■ **Page**
[start]

WAR could be used to make the claim that, for example, the Milwaukee Brewers won 14 more games with Yelich and Cain on their roster than they would have if those guys were replaced with players on the bubble of the majors. That turns Milwaukee’s 2018 record of 95-67 (ignoring game 163) season into a 81-81, causing them to go from division winners to second last. WAR can similarly be used to make the claim that if the Brewers dropped Ryan Braun (1.1 WAR) and replaced him with the Red Sox’s Mookie Betts (10.9 WAR), they would have been a 105-57 side and making them one of the greatest teams of all time.

In theory, that’s the case at least. There is a lot of debate among nerds about the reality of it. Mostly, WAR is used to assess the value-for-money return on signings and salaries, which are public record. Nonetheless, it’s a concept that has piqued my interest and I wondered if I could apply it to a less structured game like rugby league.

Rugby league-ifying WAR

Tom Tango does a pretty good job of explaining the general mechanics of WAR very quickly but the very basic principles are this:

  1. Players do things that can be quantified, called stats
  2. These stats can be discussed in terms of equivalent points scored and points saved
  3. There is an equivalency between points and wins
  4. Therefore, there is an equivalency between stats produced and wins

This glosses over two huge issues. The first is the input statistics that are used. The second is how one figures out what a replacement level player is actually capable of.

Using the same data as for PPG (step 1), I did a slightly different regression regression.  Similar to PPG, I ran the regression using buckets of data but instead of running against winning percentage, I looked at the average margin for each bucket. This gives us our stats equivalency to points (step 2) as the regression outputs, specifically the slope, gives us a rate of conversion between stats and points. Using the Relative R-squared method, these slopes are weighted in the same manner as PPG to create the production metric underlying WARG.

By comparison, the input stats for baseball are far more complicated than even I profess to understand, mostly because I don’t understand baseball well enough, even after a couple of seasons watching. The Athletic ran a piece on WAR in ice hockey earlier in the year or, rather, the half dozen different systems up for consideration, which used similarly complex means of analysing different situations to determine value. This is our first attempt at WARG, so we’re going to keep things simple.

Points = Wins

Did you know that ten runs is worth a win in baseball?

Finding an equivalency between points and wins is not particularly difficult. On average, in a NRL season, about 8,000 points are scored. There are 192 regular season games, and therefore 192 wins, distributed among the sixteen clubs. So, it takes about 40 points to win a game. Actually, that’s not quite right. For every 40 points that a team scores, they will win approximately one game. It’s not that you need to score 40 points in one game to win it (although it won’t hurt – no one in NRL history has lost after scoring 38 or more points).

[end]

■ **Record excerpts**
[start]

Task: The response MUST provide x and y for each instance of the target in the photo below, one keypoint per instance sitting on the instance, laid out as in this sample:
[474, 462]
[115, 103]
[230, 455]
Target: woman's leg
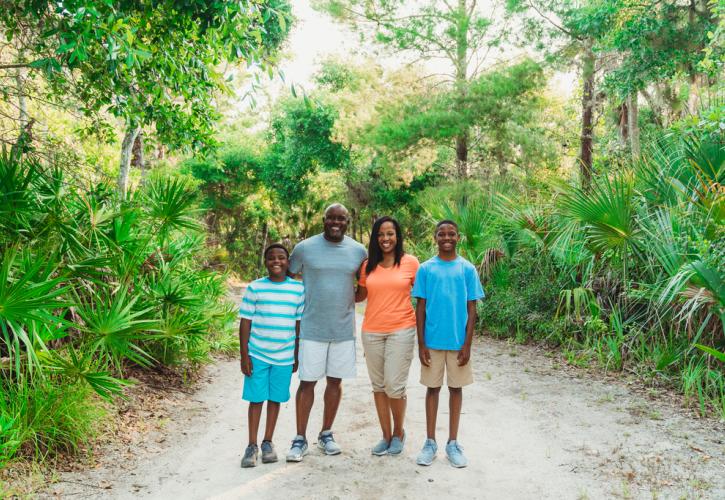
[398, 356]
[382, 405]
[397, 408]
[374, 346]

[end]

■ **What to do**
Pick up the article on adapting WAR to rugby league after its last sentence and keep writing it. The records stand apart from the article on adapting WAR to rugby league.

■ **Result for this task**
There are a number of different ways to demonstrate this principle. The easiest comes from Pythagorean expectation. Start with a 12-12 team with 500 points for and 500 points against. If you increase the points difference from zero to +41, the Pythagorean expectation goes from 12-12 to 13-11. Same happens when you go to +82 and so on.

pythag 40pts.PNG

This is not a precise science and Pythag has an average error of about 5% over a season in reality (this discrepancy reduces over the longer term) but the principle is demonstrated clearly enough.

So, if you can generate enough production to be equivalent to 40 points, that production is worth approximately one win. Step 3 complete.

Stats = Points = Wins

So if we have an equivalency to translate stats (via production) into points and then points into wins, converting stats to wins should be fairly straightforward.

And it is. Rather than adjusting for time on field and positional averages, WARG is a volume measure. If you kick a ball ten metres, that’s worth a tiny fraction of a win. Score a try and that’s worth a lot more of a win. It doesn’t matter if you’re the starting halfback or a reserve grade winger, the points add up all the same.

We multiply the weightings for each stat against their volume and add that up to get an equivalent to points and then divide this by a factor of around 40 or 41, depending on the season. That gives a rough number of “wins” per player but we haven’t tackled the second huge issue, which is setting a level of a reserve grader to be compared against.

Setting reserve grade level

For baseball, the equivalent to reserve grade is replacement level. Below the major leagues, the next level down is AAA. A replacement level team is one that consists entirely of top AAA players and, by definition, it is one that would finish with a .294 winning percentage in the majors. In the modern history of MLB – since 1901 – seventeen teams have sunk under this incredibly low bar, with the most recent being the 2018 Baltimore Orioles. There have been 2466 seasons played in that time, so replacement level represents about 0.6% of all teams played.

In rugby league’s modern era, since 1988, 484 first grade seasons have been played, if we exclude 1997. Applying that 0.6% would mean replacement level is reflected in the three or four worst teams of that era. Here are the records of the worst teams:

  • 1993 Seagulls: 1 win in 22 games (.045)
  • 2016 Knights: 1 win, 1 draw in 24 game (.063)
  • 1990 Rabbitohs: 2 wins in 22 games (.091)
  • 1995 Cowboys: 2 wins in 22 games (.091)
  • 1989 Steelers: 2 wins, 1 draw in 22 games (.114)
  • 1991 Seagulls: 2 wins, 1 draw in 22 games (.114)
  • 1999 Magpies: 3 wins in 24 games (.125)
  • 2003 and 2006 Rabbitohs: 3 wins in 24 games (.125)

I’m going to gloss over the fact that the season is now longer and set the replacement level at 2 wins in a year. That is, a team of top reserve grade players could win two games, on average, in a NRL season.

If that sounds scandalously high, think less about what you naturally think of when you think “reserve grade” (i.e. terrible) and focus on guys like Jai Arrow and Jamayne Isaako, who played in Queensland Cup in 2017 and pulled on rep jerseys in 2018, or if you prefer more southerly and current examples, Jarome Luai and Lachlan Lewis, who spent most of 2018 in reserve grade and appear to be poised for breakout seasons in first grade.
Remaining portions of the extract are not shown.